*** Input data Section Begins ***
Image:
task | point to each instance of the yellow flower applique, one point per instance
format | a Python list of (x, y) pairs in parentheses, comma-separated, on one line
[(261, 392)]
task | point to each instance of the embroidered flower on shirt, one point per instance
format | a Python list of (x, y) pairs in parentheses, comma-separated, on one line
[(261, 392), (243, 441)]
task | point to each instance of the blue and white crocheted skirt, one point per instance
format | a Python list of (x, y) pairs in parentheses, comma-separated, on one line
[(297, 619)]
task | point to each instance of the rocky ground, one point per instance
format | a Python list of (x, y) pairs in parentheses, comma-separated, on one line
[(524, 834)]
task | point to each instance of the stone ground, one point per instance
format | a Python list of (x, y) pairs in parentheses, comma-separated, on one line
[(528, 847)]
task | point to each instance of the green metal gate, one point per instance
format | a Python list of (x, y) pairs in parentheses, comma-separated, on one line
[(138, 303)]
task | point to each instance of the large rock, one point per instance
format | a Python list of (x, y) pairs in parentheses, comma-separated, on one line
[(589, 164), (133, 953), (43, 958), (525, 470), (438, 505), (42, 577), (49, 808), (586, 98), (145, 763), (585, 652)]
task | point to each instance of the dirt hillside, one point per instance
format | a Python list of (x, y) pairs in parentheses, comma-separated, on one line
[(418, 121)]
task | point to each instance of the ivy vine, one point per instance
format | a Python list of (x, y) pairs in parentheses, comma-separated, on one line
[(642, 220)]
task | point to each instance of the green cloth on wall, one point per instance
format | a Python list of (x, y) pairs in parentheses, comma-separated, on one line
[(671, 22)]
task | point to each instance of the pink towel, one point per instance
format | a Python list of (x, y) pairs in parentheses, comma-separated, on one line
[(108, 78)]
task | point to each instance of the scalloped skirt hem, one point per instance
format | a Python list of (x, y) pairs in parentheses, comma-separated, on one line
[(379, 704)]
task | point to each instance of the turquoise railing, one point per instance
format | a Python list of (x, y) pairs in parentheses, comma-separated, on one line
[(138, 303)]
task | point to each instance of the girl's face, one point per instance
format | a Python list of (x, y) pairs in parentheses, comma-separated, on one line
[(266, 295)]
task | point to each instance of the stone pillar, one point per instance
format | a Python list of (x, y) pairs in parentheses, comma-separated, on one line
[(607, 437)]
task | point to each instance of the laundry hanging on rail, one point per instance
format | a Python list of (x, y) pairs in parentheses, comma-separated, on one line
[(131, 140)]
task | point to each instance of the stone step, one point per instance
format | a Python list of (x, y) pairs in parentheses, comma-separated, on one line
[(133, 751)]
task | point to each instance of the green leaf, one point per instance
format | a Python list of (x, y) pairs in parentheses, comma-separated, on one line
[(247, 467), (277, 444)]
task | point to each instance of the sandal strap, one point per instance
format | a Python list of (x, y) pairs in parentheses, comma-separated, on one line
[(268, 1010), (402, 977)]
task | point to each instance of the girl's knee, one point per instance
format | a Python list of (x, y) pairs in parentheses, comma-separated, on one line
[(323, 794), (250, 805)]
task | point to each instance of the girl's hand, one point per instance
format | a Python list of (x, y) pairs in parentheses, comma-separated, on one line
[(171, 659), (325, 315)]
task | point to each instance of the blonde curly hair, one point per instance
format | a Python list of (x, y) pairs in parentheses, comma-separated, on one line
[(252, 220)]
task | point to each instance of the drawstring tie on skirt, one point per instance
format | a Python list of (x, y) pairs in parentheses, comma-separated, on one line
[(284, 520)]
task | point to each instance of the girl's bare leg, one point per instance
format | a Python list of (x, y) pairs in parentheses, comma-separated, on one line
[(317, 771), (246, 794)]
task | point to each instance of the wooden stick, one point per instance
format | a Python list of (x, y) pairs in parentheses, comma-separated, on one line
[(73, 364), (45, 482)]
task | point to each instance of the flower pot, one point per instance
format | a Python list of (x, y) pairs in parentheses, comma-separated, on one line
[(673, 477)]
*** Input data Section Ends ***
*Task requirements*
Could you copy each line above word for word?

*Output*
Image:
task | point to each instance of the yellow flower applique, one point per instance
format | a Python list of (x, y) pairs in parentheses, comma-separated, on one line
[(261, 392)]
task | point to each instance of the embroidered flower on shirt, one point per instance
format | a Python list of (x, y) pairs in parentheses, comma-separated, on one line
[(261, 392), (243, 441)]
task | point to each instance of the blue and white crocheted skirt, one point per instance
format | a Python list of (x, y) pairs in parentheses, comma-separated, on one line
[(297, 619)]
task | point to each instance of the rocky ground, one point per instance
format | a Python list of (x, y) pairs in parentheses, comma-separated, on one line
[(524, 834)]
task | point to each instance of the stone ground, one point per instance
format | a Python list of (x, y) pairs in parentheses, comma-separated, on one line
[(528, 847)]
task | point to each instance of the green metal gate, one point per instance
format | a Python list of (x, y) pairs in parentheses, comma-separated, on one line
[(138, 303)]
task | point to each instance of the large rock, one point per instance
format | a Python list of (x, y) pairs in parentheses, comma-separated, on one line
[(589, 164), (133, 953), (43, 958), (525, 470), (438, 505), (42, 577), (49, 808), (586, 98), (145, 763), (585, 652)]
task | point to each instance of the dirt hillside, one point per instance
format | a Python list of (x, y) pairs in parentheses, comma-separated, on one line
[(418, 121)]
task | point to each instance of the ivy vine, one point per instance
format | a Python list of (x, y) pairs in parentheses, comma-separated, on one line
[(642, 220)]
task | point to each instance of the green cloth on wall, one point per instance
format | a Python list of (x, y) pairs in parentheses, comma-separated, on one line
[(671, 22)]
task | point to each instance of the pink towel, one point per instance
format | a Python list of (x, y) pairs in parentheses, comma-separated, on one line
[(108, 78)]
task | point to each instance of the scalloped skirt hem, one point per instance
format | a Python list of (x, y) pairs in parentheses, comma-separated, on one line
[(379, 704)]
task | point to each instance of the turquoise railing, one point per instance
format | a Python list of (x, y) pairs in parentheses, comma-separated, on one line
[(138, 303)]
task | point to each instance of the girl's face, one point per instance
format | a Python list of (x, y) pairs in parentheses, comma-separated, on one line
[(266, 295)]
task | point to each instance of the stone pillar, one point per instance
format | a Python list of (x, y) pairs in parentheses, comma-separated, on one line
[(607, 437)]
task | point to each instance of the laundry hanging on rail, one point per instance
format | a Python list of (x, y) pairs in parentheses, comma-separated, on one line
[(131, 140)]
task | point to each instance of the stone step, one point per instance
format | a Python list of (x, y) pairs in parentheses, comma-separated, on one line
[(133, 751)]
task | point to each instance of the green leaf, one point per instance
format | a Python list of (x, y) pairs in parentheses, comma-separated, on one line
[(247, 467), (277, 444)]
task | point to each instance of the sandal strap, one point per instance
format | a Python list of (x, y) pairs in parentheses, comma-separated, on one line
[(268, 1010), (402, 977)]
task | point to each instance of the girl's knee, one point per instance
format | a Python list of (x, y) pairs in parentheses, comma-separated, on one line
[(323, 794), (250, 805)]
task | point to each instance of the girl's hand, one point per instance
format | a Python list of (x, y) pairs in parentheses, comma-separated, on one line
[(171, 659), (325, 315)]
task | point to each instance of the blonde curly hair, one point per instance
format | a Python list of (x, y) pairs in parentheses, comma-separated, on one line
[(252, 220)]
task | point to each instance of the drawstring tie on skirt, one point per instance
format | a Python list of (x, y) pairs in parentheses, comma-separated, on one line
[(284, 520)]
task | point to each instance of the girl's bare leg, one point per instance
format | a Python list of (x, y) pairs in parentheses, comma-separated, on one line
[(317, 771), (246, 794)]
task | point to each instance of the wooden stick, one point per instance
format | a Python list of (x, y) pairs in parentheses, comma-separated, on one line
[(73, 364), (45, 482)]
task | point to each instance of the flower pot, one point per instance
format | a Python list of (x, y) pairs in parentheses, comma-separated, on one line
[(673, 477)]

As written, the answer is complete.